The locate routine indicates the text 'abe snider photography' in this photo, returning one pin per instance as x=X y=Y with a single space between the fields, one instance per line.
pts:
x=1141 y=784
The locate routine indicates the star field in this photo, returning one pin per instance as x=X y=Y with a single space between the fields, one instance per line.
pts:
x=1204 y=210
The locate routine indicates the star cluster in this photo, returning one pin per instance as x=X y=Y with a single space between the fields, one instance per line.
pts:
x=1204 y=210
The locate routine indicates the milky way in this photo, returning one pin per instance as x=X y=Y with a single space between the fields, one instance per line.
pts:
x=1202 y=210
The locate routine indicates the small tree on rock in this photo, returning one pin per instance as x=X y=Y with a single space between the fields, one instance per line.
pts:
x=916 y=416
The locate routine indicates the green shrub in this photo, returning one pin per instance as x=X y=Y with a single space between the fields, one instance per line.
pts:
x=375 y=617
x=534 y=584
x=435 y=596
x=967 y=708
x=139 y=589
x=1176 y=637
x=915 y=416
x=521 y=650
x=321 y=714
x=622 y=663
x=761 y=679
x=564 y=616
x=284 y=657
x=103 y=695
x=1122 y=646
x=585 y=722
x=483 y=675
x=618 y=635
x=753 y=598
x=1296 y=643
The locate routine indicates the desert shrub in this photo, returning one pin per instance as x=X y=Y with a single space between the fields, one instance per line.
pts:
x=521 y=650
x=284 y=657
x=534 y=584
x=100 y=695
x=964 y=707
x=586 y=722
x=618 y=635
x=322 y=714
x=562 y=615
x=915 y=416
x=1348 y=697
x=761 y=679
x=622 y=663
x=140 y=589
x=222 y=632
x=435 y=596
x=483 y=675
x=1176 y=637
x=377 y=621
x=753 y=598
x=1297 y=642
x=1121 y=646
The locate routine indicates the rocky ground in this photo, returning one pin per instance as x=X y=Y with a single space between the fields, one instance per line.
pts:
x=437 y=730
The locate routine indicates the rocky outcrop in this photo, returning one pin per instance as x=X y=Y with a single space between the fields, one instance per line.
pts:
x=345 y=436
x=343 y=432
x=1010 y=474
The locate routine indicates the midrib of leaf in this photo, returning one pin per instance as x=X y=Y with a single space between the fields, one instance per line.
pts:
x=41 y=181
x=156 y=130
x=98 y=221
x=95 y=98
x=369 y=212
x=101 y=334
^^^^^^^^^^^^^^^^
**Brief:** All of the data above needs to be given again exactly.

**Written reply:**
The locate routine indicates the text 'abe snider photography' in this photo, returning one pin per instance as x=X y=Y with a single space between the fields, one instance per line.
pts:
x=1141 y=784
The locate routine indicates the star field in this photo, returning one pin per instance as x=X y=Y with a single space between the fields, one instance per line.
pts:
x=1204 y=210
The locate routine indicates the star cluster in this photo, returning one pin per instance as x=X y=Y with a single space between the fields, one instance per line.
pts:
x=1204 y=210
The locate routine indicates the milky way in this photo, returning one pin per instance as x=X y=Y with a single space between the fields, one instance per line.
pts:
x=1202 y=210
The locate routine indicates the small tree on rock in this photo, returning one pin per instance as x=X y=Y with a single space between the fields, one instance per line.
pts:
x=916 y=416
The locate routine indicates the green shrub in this photo, returning one pin per instance as x=X y=Y with a single space between the fields, one instance per line.
pts:
x=375 y=617
x=534 y=584
x=435 y=596
x=967 y=708
x=139 y=589
x=1176 y=637
x=915 y=416
x=521 y=650
x=321 y=714
x=622 y=663
x=761 y=679
x=564 y=616
x=284 y=657
x=103 y=695
x=1122 y=646
x=585 y=722
x=483 y=675
x=618 y=635
x=753 y=598
x=1296 y=643
The locate routine indicates the desert shrub in this photo, returning one pin per instance as x=X y=Y with a single space between the fields, one instance per line.
pts:
x=521 y=650
x=284 y=657
x=534 y=584
x=100 y=695
x=964 y=707
x=586 y=722
x=618 y=635
x=322 y=714
x=562 y=615
x=915 y=416
x=1348 y=697
x=761 y=679
x=622 y=663
x=140 y=589
x=222 y=632
x=435 y=596
x=483 y=675
x=1176 y=637
x=377 y=621
x=753 y=598
x=1297 y=642
x=1121 y=646
The locate routine indicates the rocky ground in this photo, returning one pin per instance as x=X y=Y with a single space between the fields, one instance per line.
pts:
x=437 y=730
The locate routine indicates the rocky outcrop in this photo, returning one pin per instance as x=X y=Y with a single space between the fields, one instance per line.
pts:
x=345 y=436
x=343 y=432
x=1010 y=474
The locate routine indicates the midrib of leaf in this photo, returning one pin per instance as x=X y=Y with a single space between the fields, one instance per line.
pts:
x=41 y=181
x=156 y=130
x=98 y=221
x=95 y=98
x=369 y=212
x=101 y=334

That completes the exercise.